§ **EXERCISE INSTRUCTIONS**
Please set the lines down again exactly, from the top of the entries through the line that contains "Guideline: one keypoint for each instance of the ambulance".

§ **DATA PROVIDED**
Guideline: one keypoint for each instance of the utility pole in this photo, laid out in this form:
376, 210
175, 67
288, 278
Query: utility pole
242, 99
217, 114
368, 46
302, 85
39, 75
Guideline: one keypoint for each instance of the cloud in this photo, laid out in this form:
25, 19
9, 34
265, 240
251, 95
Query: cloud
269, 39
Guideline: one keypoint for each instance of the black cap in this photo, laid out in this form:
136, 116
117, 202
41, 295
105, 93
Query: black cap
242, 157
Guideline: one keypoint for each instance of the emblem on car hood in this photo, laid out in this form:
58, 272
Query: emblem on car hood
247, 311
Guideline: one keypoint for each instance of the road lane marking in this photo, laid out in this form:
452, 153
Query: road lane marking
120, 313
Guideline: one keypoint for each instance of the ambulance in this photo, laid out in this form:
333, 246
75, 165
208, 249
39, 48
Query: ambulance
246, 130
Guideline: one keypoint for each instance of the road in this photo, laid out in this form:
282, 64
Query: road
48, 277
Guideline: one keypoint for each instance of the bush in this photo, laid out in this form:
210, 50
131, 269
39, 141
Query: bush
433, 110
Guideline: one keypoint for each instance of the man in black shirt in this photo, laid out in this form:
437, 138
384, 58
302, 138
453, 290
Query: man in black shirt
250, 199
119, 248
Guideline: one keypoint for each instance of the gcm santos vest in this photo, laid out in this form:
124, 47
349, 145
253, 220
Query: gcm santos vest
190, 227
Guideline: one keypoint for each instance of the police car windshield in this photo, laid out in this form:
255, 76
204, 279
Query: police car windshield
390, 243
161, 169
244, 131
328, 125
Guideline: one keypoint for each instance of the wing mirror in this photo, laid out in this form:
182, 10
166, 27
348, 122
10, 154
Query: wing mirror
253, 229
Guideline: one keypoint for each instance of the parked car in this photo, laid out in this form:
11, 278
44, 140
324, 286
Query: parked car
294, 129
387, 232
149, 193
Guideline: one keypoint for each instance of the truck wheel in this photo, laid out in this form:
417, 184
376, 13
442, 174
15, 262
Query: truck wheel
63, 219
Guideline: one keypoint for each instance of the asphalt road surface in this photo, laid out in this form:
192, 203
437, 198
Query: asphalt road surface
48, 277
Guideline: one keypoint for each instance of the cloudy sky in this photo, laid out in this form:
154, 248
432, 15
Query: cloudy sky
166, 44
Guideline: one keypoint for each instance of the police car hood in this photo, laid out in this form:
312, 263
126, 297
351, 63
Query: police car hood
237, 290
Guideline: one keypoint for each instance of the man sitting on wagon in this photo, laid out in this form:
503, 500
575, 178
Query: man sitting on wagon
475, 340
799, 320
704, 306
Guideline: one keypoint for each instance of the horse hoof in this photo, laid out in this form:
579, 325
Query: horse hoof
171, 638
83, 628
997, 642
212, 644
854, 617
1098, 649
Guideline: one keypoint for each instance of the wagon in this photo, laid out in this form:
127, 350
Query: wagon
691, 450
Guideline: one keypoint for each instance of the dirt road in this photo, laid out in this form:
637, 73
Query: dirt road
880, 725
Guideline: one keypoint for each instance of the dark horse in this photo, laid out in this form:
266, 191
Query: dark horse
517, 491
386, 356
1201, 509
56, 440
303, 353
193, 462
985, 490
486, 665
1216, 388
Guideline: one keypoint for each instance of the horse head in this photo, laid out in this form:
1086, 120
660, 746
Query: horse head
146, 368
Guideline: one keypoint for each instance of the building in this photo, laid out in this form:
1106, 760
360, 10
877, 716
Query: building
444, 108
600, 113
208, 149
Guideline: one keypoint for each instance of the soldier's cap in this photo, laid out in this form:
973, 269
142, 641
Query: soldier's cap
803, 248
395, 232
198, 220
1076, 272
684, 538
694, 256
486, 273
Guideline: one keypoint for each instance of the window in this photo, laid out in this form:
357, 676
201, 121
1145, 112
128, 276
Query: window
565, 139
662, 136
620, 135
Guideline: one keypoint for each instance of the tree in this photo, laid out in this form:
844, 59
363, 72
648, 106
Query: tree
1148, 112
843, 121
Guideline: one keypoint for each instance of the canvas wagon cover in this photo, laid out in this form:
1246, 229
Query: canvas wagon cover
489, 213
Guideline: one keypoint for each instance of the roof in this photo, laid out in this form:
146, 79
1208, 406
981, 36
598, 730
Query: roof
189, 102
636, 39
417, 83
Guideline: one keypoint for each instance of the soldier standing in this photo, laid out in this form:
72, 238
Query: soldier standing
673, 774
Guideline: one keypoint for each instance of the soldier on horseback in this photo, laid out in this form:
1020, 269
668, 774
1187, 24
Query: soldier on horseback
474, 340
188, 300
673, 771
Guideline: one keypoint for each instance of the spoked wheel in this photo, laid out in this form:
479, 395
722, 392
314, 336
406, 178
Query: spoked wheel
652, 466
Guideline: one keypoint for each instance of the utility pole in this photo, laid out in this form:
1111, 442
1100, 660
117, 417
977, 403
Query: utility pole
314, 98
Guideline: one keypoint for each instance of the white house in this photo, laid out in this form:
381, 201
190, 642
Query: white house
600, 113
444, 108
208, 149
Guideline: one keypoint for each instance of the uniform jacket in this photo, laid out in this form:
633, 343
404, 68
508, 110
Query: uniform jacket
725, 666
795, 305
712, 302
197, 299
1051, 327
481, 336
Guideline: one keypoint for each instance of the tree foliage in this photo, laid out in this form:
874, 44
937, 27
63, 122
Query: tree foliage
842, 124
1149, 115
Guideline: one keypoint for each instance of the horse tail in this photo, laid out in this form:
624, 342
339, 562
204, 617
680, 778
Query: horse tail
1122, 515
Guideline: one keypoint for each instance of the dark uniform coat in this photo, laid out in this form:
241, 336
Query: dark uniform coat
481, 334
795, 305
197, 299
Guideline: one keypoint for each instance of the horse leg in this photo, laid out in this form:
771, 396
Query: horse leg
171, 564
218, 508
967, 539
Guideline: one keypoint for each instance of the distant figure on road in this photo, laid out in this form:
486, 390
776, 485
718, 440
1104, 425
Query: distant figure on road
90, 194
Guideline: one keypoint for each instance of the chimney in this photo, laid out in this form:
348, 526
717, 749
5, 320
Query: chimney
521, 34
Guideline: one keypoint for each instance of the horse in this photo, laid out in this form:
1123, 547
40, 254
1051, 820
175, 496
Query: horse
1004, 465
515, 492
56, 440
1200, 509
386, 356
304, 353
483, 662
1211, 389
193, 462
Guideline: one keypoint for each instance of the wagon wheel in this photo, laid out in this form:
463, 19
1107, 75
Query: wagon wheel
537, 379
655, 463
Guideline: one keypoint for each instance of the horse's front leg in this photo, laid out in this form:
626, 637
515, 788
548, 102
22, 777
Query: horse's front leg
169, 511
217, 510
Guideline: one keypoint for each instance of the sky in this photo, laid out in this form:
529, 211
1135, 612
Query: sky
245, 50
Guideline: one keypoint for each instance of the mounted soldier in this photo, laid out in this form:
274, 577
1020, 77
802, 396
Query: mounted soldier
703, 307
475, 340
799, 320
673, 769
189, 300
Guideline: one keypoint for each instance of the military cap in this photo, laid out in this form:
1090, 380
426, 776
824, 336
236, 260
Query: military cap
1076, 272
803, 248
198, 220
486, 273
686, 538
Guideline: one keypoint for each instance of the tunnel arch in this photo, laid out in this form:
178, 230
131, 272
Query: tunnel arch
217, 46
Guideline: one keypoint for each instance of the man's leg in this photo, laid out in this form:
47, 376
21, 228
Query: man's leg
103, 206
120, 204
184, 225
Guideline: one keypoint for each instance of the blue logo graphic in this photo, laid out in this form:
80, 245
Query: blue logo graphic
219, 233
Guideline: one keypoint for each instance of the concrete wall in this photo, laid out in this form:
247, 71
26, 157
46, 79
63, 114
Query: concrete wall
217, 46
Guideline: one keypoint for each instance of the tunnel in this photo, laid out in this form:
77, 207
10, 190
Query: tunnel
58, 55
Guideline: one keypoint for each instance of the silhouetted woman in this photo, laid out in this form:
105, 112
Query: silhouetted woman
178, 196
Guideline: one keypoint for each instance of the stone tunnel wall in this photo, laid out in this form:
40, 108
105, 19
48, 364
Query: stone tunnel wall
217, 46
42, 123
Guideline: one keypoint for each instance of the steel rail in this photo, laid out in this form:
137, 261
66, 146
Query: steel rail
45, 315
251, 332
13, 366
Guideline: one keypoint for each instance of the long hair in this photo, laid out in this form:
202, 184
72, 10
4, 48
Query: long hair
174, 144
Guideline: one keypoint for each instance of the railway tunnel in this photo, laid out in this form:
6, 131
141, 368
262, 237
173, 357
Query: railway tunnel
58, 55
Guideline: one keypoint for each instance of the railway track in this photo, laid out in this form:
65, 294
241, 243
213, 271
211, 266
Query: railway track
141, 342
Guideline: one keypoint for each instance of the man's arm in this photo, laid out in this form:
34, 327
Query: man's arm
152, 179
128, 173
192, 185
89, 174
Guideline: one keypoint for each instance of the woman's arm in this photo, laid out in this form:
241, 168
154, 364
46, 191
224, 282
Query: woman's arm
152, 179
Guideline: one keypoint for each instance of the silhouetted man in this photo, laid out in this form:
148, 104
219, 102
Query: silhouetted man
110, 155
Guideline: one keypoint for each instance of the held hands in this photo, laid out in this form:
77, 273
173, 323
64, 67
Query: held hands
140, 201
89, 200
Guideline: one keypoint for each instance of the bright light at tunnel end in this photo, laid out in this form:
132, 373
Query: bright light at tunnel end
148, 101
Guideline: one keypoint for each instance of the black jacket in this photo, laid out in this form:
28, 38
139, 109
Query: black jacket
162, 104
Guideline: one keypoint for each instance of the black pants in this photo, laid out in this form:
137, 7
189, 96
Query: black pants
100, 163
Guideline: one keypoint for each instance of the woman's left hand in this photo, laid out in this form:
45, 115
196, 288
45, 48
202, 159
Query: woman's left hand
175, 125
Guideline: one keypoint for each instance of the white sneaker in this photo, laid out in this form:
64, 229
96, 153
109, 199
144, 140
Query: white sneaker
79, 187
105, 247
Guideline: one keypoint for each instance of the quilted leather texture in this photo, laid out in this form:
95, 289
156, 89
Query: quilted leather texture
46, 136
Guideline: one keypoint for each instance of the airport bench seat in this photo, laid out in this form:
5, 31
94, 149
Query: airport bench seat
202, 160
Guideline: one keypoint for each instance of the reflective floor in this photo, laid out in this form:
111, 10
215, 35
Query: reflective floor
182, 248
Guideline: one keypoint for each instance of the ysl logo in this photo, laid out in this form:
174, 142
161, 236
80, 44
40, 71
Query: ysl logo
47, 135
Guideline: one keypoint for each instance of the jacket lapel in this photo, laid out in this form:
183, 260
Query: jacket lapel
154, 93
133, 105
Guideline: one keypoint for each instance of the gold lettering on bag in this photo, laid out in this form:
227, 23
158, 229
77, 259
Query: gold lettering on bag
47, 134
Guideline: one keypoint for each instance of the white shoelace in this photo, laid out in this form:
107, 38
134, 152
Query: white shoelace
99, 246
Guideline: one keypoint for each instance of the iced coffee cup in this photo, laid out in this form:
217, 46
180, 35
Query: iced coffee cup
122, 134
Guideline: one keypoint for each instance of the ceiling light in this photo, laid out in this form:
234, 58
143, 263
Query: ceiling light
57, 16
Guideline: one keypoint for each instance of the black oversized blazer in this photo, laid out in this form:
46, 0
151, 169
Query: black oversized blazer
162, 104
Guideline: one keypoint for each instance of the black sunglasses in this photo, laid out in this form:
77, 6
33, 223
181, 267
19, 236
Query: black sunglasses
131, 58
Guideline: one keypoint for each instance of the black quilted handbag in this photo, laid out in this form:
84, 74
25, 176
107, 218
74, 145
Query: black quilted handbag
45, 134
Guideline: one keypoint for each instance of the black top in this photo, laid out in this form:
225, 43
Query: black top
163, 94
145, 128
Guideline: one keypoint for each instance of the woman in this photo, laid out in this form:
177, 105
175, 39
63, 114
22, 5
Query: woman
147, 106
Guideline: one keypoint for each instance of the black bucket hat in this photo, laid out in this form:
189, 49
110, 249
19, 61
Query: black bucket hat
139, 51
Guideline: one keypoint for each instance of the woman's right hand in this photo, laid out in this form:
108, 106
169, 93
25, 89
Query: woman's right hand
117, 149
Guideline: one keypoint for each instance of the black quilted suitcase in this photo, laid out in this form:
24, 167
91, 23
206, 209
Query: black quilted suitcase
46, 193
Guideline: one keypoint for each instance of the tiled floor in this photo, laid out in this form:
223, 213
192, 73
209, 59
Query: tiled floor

§ **ANSWER AREA**
Guideline: one keypoint for each instance of the utility pole in this photo, laid out in this form:
376, 210
175, 67
288, 278
Query: utility pole
242, 99
217, 114
368, 46
302, 85
39, 75
Guideline: one keypoint for each instance of the cloud in this photo, laid out in this form:
25, 19
9, 34
265, 240
251, 95
Query: cloud
269, 39
Guideline: one keypoint for each instance of the black cap in this photo, laid out in this form:
136, 116
117, 202
41, 295
105, 93
Query: black cap
242, 157
Guideline: one keypoint for each instance of the emblem on car hood in this photo, laid out in this form:
58, 272
Query: emblem on car hood
247, 311
Guideline: one keypoint for each instance of the road lane marking in this photo, laid out in this form:
452, 153
Query: road lane marking
120, 313
Guideline: one keypoint for each instance of the ambulance in this photo, laid out in this form:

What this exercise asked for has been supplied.